• _ЧТО НУЖНО СДЕЛАТЬ_
1) Ответьте по ветке форума на три вопроса:
(a) Для чего, по словам Geser, придумано название Tracking Cookie?
(b) Какую программу Зайцев Олег приводит в пример антиспайвера, который ловит все кукизы без разбора?
(c) В каких браузерах, по его словам, можно запретить прием кукизов?
2) Приведите нумерованным списком фрагмент записей: от самой первой их строки до строки с «x=994 y=251», обе границы включительно. Пустые строки пропустите.
:: ВЕТКА ФОРУМА
# Форум на русском языке  > Угрозы информационной безопасности  > Вредоносные программы  >  Tracking Cookie что это такое

## Tra1toR

Tracking Cookie что это такое

Непонимаю как cookies могут быть вредны?

http://research.pestpatrol.com/searc...cking%20Cookie

вот база например, что вообще скажите об кукиес?

----------

Надоело быть жертвой? Стань профи по информационной безопасности, получай самую свежую информацию об угрозах и средствах защиты от ведущего российского аналитического центра Anti-Malware.ru:

----------


## Tra1toR

Tracking Cookie :  Any cookie that is shared among two or more web pages for the purpose of tracking a user's surfing history ) нашел

----------


## Geser

> Tracking Cookie :  Any cookie that is shared among two or more web pages for the purpose of tracking a user's surfing history ) нашел


Это страшное название придуманное что бы продавать чайникам программы которые ничего не делают  :Smiley:

----------


## Tra1toR

короче я так понимаю эта функция в антиспайварах просто для понта?

----------


## Зайцев Олег

> короче я так понимаю эта функция в антиспайварах просто для понта?


Не для понта, а для маркетинга  :Smiley: 
Вообще в качестве tracking cookies можно рассматривать кукиз любого счетчика, рейтинга, баннерообменной сети, поисковика ... причем тот-же Ad-Aware и прочие антиспайверы ловят все без разбора. В результате в базах тысячи записей для детекта этих кукизов (благо искать их просто - по именам), юзер в восторге от того, что после у него на ПК "найдена сотня  шпионов". На самом деле проблема надуманная - в IE, Firefox и прочих браузерах можно запретить прием кукизов; можно разрешить прием только на сеанс; заблокировать прием сторониих кукизов - т.е. если уже пользователь панически боится кукизов, то можно запретить их прием и снять проблему.
::::
:: ИСХОДНЫЕ ДАННЫЕ
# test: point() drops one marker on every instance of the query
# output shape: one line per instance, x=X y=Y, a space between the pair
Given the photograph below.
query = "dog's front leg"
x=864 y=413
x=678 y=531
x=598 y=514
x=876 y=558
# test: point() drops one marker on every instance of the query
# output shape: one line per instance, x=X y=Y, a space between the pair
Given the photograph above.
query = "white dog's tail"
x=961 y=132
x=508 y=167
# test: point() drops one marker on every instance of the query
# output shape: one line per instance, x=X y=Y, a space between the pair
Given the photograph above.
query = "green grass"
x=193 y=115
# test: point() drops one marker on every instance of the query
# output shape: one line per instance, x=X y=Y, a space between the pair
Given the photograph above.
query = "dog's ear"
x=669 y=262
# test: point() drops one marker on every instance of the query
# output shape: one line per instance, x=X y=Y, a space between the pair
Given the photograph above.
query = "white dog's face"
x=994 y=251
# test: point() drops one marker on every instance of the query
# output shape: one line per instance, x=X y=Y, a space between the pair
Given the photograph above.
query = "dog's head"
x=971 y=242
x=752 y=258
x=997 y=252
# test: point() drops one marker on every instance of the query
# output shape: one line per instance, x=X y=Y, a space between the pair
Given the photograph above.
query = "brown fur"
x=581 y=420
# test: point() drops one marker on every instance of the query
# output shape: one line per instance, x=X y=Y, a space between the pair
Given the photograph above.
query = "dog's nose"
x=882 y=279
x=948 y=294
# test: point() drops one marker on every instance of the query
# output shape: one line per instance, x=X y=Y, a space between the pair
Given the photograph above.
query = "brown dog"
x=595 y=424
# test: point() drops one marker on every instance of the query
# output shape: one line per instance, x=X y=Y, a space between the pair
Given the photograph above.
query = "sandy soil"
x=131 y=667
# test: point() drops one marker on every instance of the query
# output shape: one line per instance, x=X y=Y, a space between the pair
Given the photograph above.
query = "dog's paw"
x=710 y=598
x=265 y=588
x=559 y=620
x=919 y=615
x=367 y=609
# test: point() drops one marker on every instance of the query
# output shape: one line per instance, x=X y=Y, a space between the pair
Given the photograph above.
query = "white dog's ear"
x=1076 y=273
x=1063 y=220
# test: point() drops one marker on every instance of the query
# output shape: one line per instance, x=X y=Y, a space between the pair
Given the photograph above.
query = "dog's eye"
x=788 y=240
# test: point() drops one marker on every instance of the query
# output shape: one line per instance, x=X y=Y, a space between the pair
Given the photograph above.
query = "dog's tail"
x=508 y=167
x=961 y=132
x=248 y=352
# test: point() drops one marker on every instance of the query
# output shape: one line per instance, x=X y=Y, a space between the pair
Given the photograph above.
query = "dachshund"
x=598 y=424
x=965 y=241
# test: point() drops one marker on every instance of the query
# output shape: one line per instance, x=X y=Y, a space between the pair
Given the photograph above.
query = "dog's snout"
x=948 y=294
::::
• _ОТВЕТЫ НИЖЕ_
1)
(a) Чтобы продавать чайникам программы, которые ничего не делают.
(b) Ad-Aware.
(c) В IE, Firefox и прочих браузерах.

2)
1. # test: point() drops one marker on every instance of the query
2. # output shape: one line per instance, x=X y=Y, a space between the pair
3. Given the photograph below.
4. query = "dog's front leg"
5. x=864 y=413
6. x=678 y=531
7. x=598 y=514
8. x=876 y=558
9. # test: point() drops one marker on every instance of the query
10. # output shape: one line per instance, x=X y=Y, a space between the pair
11. Given the photograph above.
12. query = "white dog's tail"
13. x=961 y=132
14. x=508 y=167
15. # test: point() drops one marker on every instance of the query
16. # output shape: one line per instance, x=X y=Y, a space between the pair
17. Given the photograph above.
18. query = "green grass"
19. x=193 y=115
20. # test: point() drops one marker on every instance of the query
21. # output shape: one line per instance, x=X y=Y, a space between the pair
22. Given the photograph above.
23. query = "dog's ear"
24. x=669 y=262
25. # test: point() drops one marker on every instance of the query
26. # output shape: one line per instance, x=X y=Y, a space between the pair
27. Given the photograph above.
28. query = "white dog's face"
29. x=994 y=251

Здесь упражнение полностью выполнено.